** ABOUT THIS TASK **
Lines from the first one down to the one containing "Q: Outline the white wave" in the data below are the only ones needed; please return them exactly, both ends included.

(Dataset entries)
────────────────────────────────────────

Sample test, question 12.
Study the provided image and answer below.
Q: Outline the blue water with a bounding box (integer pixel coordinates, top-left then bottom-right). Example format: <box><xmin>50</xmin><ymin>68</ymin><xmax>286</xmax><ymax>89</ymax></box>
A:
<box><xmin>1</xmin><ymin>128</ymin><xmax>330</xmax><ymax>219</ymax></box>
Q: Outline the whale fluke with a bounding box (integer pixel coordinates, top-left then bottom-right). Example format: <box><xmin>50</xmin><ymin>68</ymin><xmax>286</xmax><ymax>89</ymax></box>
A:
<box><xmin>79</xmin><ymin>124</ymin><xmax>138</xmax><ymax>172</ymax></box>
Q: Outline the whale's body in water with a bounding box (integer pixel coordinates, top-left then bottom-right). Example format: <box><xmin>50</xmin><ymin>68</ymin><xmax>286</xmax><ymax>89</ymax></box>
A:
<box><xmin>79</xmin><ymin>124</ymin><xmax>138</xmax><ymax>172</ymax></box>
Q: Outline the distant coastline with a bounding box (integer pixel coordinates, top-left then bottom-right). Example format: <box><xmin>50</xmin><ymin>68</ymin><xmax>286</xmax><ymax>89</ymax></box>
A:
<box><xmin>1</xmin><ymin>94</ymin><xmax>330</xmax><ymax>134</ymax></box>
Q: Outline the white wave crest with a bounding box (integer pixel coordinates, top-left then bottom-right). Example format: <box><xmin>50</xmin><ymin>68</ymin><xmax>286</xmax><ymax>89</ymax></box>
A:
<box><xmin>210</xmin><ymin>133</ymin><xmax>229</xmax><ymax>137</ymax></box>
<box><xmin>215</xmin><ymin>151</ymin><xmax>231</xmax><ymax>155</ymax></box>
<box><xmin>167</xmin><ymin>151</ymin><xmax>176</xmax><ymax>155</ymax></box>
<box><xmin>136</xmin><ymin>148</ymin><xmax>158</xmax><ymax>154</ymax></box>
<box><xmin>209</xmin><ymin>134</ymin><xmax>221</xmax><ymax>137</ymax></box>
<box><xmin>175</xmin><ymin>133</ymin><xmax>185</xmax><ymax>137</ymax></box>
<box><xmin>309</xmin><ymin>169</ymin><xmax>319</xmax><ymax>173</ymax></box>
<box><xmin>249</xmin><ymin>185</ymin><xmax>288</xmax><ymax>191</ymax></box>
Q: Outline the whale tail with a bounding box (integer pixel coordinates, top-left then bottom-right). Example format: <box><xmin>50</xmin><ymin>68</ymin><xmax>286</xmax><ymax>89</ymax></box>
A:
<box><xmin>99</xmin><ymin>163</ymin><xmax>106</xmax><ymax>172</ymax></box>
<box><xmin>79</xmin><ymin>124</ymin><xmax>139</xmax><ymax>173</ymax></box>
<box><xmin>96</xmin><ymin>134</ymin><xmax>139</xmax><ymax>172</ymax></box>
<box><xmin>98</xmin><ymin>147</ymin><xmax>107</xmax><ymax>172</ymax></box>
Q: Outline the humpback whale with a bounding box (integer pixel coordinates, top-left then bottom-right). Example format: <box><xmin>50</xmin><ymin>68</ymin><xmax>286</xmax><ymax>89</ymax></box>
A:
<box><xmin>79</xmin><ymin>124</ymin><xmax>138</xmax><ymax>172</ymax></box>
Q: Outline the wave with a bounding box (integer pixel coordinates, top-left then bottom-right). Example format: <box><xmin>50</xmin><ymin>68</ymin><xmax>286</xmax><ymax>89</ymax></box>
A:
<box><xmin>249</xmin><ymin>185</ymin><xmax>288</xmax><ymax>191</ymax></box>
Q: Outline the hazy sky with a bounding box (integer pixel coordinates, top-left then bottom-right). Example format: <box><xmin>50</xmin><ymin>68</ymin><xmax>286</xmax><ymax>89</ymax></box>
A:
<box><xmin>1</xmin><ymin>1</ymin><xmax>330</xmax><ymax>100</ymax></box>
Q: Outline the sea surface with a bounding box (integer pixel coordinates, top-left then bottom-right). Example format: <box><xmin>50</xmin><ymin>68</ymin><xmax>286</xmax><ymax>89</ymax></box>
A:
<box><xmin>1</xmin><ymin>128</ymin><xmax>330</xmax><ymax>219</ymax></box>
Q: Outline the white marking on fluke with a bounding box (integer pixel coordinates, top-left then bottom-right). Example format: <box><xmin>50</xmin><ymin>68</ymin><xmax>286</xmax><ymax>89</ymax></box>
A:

────────────────────────────────────────

** EXERCISE OUTPUT **
Sample test, question 12.
Study the provided image and answer below.
Q: Outline the blue water with a bounding box (integer pixel coordinates, top-left then bottom-right). Example format: <box><xmin>50</xmin><ymin>68</ymin><xmax>286</xmax><ymax>89</ymax></box>
A:
<box><xmin>1</xmin><ymin>128</ymin><xmax>330</xmax><ymax>219</ymax></box>
Q: Outline the whale fluke with a bounding box (integer pixel coordinates, top-left then bottom-right). Example format: <box><xmin>50</xmin><ymin>68</ymin><xmax>286</xmax><ymax>89</ymax></box>
A:
<box><xmin>79</xmin><ymin>124</ymin><xmax>138</xmax><ymax>172</ymax></box>
Q: Outline the whale's body in water with a bounding box (integer pixel coordinates, top-left then bottom-right). Example format: <box><xmin>50</xmin><ymin>68</ymin><xmax>286</xmax><ymax>89</ymax></box>
A:
<box><xmin>79</xmin><ymin>124</ymin><xmax>138</xmax><ymax>172</ymax></box>
Q: Outline the distant coastline with a bounding box (integer pixel coordinates, top-left then bottom-right). Example format: <box><xmin>50</xmin><ymin>68</ymin><xmax>286</xmax><ymax>89</ymax></box>
A:
<box><xmin>1</xmin><ymin>94</ymin><xmax>330</xmax><ymax>134</ymax></box>
Q: Outline the white wave crest with a bounding box (integer pixel coordinates, top-left then bottom-right). Example format: <box><xmin>50</xmin><ymin>68</ymin><xmax>286</xmax><ymax>89</ymax></box>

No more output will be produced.